PROMPT: Print the first line of the data below and every one after it, through the line containing "Response: bounding boxes, each", exactly as written.
----------
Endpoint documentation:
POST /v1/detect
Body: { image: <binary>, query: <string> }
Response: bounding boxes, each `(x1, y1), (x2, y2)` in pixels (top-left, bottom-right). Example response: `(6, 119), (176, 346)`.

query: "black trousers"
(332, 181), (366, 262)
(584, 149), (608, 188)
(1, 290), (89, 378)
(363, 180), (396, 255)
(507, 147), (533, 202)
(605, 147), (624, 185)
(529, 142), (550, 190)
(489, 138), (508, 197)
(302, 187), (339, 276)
----------
ANSWER SECTION:
Endpoint documentation:
POST /v1/detect
Body: { image: <binary>, query: <string> }
Response: bounding boxes, each `(x1, y1), (x2, y2)` in pixels (top-left, bottom-right). Example response: `(6, 119), (176, 346)`.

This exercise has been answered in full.